**Your task**
Return each record shown beneath, word for word.

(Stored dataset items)

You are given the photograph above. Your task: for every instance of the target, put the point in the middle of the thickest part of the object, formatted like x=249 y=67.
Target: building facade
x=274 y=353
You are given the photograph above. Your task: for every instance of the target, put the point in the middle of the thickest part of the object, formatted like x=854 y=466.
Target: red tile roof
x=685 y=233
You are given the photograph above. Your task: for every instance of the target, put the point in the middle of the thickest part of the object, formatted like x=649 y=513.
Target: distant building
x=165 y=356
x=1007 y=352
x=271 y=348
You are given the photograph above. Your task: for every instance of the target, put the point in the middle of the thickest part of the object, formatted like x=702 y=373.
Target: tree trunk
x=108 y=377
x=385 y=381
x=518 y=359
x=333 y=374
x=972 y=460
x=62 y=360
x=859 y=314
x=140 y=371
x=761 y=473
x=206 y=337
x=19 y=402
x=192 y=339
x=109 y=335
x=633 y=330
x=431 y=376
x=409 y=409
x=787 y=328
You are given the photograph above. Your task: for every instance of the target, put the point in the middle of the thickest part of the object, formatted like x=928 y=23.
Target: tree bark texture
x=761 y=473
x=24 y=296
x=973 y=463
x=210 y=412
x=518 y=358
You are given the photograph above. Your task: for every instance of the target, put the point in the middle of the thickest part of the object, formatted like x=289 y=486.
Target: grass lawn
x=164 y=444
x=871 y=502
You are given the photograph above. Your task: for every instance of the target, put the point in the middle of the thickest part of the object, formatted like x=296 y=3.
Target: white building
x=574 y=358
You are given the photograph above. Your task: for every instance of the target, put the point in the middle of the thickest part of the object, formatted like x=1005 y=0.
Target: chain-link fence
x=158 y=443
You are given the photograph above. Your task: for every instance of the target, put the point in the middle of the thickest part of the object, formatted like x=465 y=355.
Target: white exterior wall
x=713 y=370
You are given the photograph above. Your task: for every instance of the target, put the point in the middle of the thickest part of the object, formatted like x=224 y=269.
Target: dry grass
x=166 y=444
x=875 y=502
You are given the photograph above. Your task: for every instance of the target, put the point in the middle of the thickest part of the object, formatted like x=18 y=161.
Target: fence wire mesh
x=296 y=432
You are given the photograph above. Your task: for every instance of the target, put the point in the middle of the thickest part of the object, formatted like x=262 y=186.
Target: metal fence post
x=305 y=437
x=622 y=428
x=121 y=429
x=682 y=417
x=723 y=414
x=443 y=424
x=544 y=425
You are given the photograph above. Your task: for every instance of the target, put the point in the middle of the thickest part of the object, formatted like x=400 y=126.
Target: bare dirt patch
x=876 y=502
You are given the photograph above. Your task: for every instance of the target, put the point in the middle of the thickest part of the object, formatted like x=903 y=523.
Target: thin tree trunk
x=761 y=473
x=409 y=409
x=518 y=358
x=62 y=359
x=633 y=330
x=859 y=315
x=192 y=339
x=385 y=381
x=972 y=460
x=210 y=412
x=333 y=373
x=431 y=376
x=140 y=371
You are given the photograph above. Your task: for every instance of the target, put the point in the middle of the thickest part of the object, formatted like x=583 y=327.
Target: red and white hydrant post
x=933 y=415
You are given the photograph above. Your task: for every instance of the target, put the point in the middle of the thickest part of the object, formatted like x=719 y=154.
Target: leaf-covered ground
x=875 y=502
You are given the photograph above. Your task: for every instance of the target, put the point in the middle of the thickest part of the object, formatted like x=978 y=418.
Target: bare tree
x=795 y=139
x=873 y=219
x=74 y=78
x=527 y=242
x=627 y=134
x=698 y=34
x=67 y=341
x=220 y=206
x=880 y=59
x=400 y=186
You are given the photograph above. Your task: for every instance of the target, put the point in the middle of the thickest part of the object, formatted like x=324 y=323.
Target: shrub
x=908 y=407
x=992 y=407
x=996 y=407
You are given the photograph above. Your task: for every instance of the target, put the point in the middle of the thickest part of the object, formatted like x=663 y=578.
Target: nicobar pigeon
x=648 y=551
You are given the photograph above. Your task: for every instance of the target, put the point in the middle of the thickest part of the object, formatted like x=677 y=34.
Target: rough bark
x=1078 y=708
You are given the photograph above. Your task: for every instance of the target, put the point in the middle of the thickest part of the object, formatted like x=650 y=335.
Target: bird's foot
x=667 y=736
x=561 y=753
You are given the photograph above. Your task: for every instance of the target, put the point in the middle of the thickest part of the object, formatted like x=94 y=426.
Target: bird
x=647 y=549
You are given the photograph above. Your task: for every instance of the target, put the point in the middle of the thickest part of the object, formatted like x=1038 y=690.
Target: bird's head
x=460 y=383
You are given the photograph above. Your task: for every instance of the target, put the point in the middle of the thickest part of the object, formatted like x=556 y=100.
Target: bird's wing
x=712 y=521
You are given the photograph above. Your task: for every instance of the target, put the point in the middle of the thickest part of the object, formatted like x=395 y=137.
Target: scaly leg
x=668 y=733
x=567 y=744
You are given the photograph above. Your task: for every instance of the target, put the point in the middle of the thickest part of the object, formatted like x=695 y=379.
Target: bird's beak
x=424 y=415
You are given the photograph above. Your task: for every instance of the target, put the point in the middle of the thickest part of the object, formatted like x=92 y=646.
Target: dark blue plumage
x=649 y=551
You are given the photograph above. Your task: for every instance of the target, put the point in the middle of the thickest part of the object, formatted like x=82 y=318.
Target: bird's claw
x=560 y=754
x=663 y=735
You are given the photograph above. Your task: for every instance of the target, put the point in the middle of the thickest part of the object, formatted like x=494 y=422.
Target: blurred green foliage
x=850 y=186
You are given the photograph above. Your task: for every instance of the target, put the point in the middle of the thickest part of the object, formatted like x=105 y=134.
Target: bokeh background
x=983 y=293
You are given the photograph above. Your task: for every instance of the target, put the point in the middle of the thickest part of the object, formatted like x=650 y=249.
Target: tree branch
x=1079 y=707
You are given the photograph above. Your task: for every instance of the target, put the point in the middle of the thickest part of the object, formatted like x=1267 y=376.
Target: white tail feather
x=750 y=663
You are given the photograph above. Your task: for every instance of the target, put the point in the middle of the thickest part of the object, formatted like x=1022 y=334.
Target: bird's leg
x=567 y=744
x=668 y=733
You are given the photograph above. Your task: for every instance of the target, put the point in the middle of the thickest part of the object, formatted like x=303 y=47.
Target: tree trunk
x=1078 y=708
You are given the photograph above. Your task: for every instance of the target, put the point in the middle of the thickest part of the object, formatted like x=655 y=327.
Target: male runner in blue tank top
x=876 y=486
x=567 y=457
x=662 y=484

**Written answer**
You are given the photograph above. Your task: for every instance of the target, put the point in the middle of the thickest part of the object, formatted like x=249 y=67.
Target: building facade
x=274 y=353
You are given the photograph above. Your task: for every instance of the target, put the point in the middle of the thickest part of the object, formatted like x=854 y=466.
Target: red tile roof
x=685 y=233
You are given the photograph above. Your task: for every instance of the target, put the point in the middle of the thickest part of the object, formatted like x=649 y=513.
Target: distant building
x=165 y=356
x=1007 y=352
x=271 y=348
You are given the photograph above. Your task: for every instance of the target, put the point in the middle of the thickest part of the object, formatted like x=702 y=373.
Target: tree trunk
x=108 y=377
x=385 y=381
x=518 y=359
x=333 y=374
x=972 y=460
x=62 y=360
x=859 y=314
x=140 y=371
x=761 y=473
x=206 y=337
x=19 y=402
x=192 y=339
x=109 y=335
x=633 y=330
x=431 y=376
x=409 y=409
x=787 y=328
You are given the photograph above. Your task: for every instance of the target, put the point in the middle of the thickest part of the object, formatted like x=928 y=23.
Target: tree bark texture
x=761 y=473
x=24 y=296
x=973 y=463
x=210 y=412
x=518 y=358
You are given the photograph above. Your task: for every instance of the target, put the point in the middle of the thickest part of the object, formatted like x=289 y=486.
Target: grass lawn
x=164 y=444
x=871 y=502
You are given the photograph above. Your task: for every instance of the target, put the point in the middle of the thickest part of the object, formatted like x=296 y=3.
Target: white building
x=574 y=358
You are given the photograph above. Your task: for every instance of the target, put the point in the middle of the thickest part of the object, formatted like x=1005 y=0.
Target: chain-link fence
x=158 y=443
You are given the photograph above. Your task: for every instance of the target, put the point in the middle of the thickest part of the object, formatted like x=465 y=355.
Target: white exterior wall
x=713 y=370
You are given the photograph above. Your task: for every instance of the target, put the point in the middle of the thickest part of the object, formatted like x=224 y=269.
Target: dry grass
x=166 y=444
x=875 y=502
You are given the photograph above. Your task: for every instance of the target, put the point in the middle of the thickest part of the object, formatted like x=18 y=161.
Target: fence wire mesh
x=296 y=432
You are given the photograph above. Your task: for every instance of the target, put the point in the middle of the thickest part of the object, formatted like x=262 y=186.
Target: metal fence post
x=305 y=437
x=622 y=428
x=121 y=429
x=682 y=417
x=723 y=414
x=443 y=424
x=544 y=425
You are given the photograph above. Your task: for every instance of the target, put the point in the middle of the thickest part of the object, formatted like x=400 y=126.
Target: bare dirt patch
x=876 y=502
You are given the photograph above. Your task: for every instance of the target, put the point in the middle of the thickest part of the object, formatted like x=903 y=523.
Target: thin tree trunk
x=761 y=473
x=409 y=409
x=518 y=358
x=62 y=359
x=633 y=330
x=859 y=315
x=192 y=339
x=385 y=381
x=972 y=460
x=210 y=412
x=333 y=373
x=431 y=376
x=140 y=371
You are given the photograph above. Your task: for every instance of the target, put the point in the middle of the thickest part of the object, formatted like x=583 y=327.
Target: red and white hydrant post
x=933 y=415
You are given the photograph above. Your task: for every instance of the target, put the point in the middle of the thickest part of the object, formatted like x=719 y=154.
Target: leaf-covered ground
x=875 y=502
You are given the photograph above. Your task: for every instance of the target, put the point in the middle of the thickest part of the object, formatted like x=978 y=418.
Target: bare tree
x=795 y=139
x=873 y=219
x=74 y=78
x=527 y=242
x=627 y=134
x=698 y=34
x=67 y=341
x=220 y=206
x=880 y=59
x=400 y=186
You are given the photograph above. Your task: for every instance of the target, put the point in the middle of the thickest part of the object, formatted like x=324 y=323.
Target: shrub
x=908 y=407
x=992 y=407
x=996 y=407
You are given the photograph above. Your task: for every instance of the target, put the point in the middle of the thickest part of the object, formatted like x=663 y=578.
Target: nicobar pigeon
x=648 y=551
You are given the photograph above. Your task: for every instance of the target, put the point in the middle of the thickest part of the object, formatted like x=677 y=34.
Target: rough bark
x=1078 y=708
You are given the photograph above. Your task: for every instance of the target, put the point in the middle of the thickest part of the object, formatted like x=650 y=335.
Target: bird's foot
x=667 y=736
x=561 y=753
You are given the photograph above. Your task: for every instance of the target, put the point in the middle of the thickest part of the object, formatted like x=94 y=426.
Target: bird
x=647 y=549
You are given the photograph above. Your task: for every instance of the target, put the point in the middle of the thickest part of the object, formatted like x=1038 y=690.
Target: bird's head
x=460 y=383
You are given the photograph above. Your task: for every instance of the target, put the point in the middle of the thickest part of the object, formatted like x=556 y=100.
Target: bird's wing
x=712 y=521
You are given the photograph above. Your task: for every instance of the target, put the point in the middle of the thickest part of the object, formatted like x=395 y=137.
Target: scaly leg
x=668 y=733
x=567 y=744
You are given the photograph above. Your task: for every instance of the target, put the point in the middle of the thickest part of the object, formatted like x=695 y=379.
Target: bird's beak
x=424 y=415
You are given the photograph above. Your task: for every instance of the target, put the point in the middle of the thickest part of the object, formatted like x=92 y=646.
Target: dark blue plumage
x=649 y=551
You are given the photograph above. Your task: for every instance of the target, put the point in the middle of the thickest part of the object, formatted like x=82 y=318.
Target: bird's claw
x=560 y=754
x=663 y=735
You are given the photograph above. Your task: for every instance of the target, put the point in the middle of the thickest part of the object, formatted like x=494 y=422.
Target: blurred green foliage
x=850 y=186
You are given the photograph above. Your task: for every instance of the target, put the point in the middle of the thickest part of the object, formatted like x=105 y=134.
Target: bokeh background
x=983 y=293
You are given the photograph above. Your task: for every instance of the target, put the point in the middle of the thickest part of the object, formatted like x=650 y=249.
Target: tree branch
x=1079 y=707
You are given the photograph above. Your task: for every instance of the target, put the point in the middle of the thickest part of the object, formatted like x=1267 y=376.
Target: white tail feather
x=750 y=663
You are given the photograph above. Your task: for every instance of the target, put the point in the middle of the thickest part of the object, formatted like x=1022 y=334.
Target: bird's leg
x=567 y=744
x=668 y=733
You are given the photograph above. Your task: for every instance of the target, put the point in the middle of the thickest part of the object, formatted like x=303 y=47.
Target: tree trunk
x=1078 y=708
You are given the photograph above. Your task: for every instance of the target, put the point in the middle of the thickest part of the object, formatted like x=655 y=327.
Target: male runner in blue tank top
x=876 y=486
x=567 y=457
x=662 y=484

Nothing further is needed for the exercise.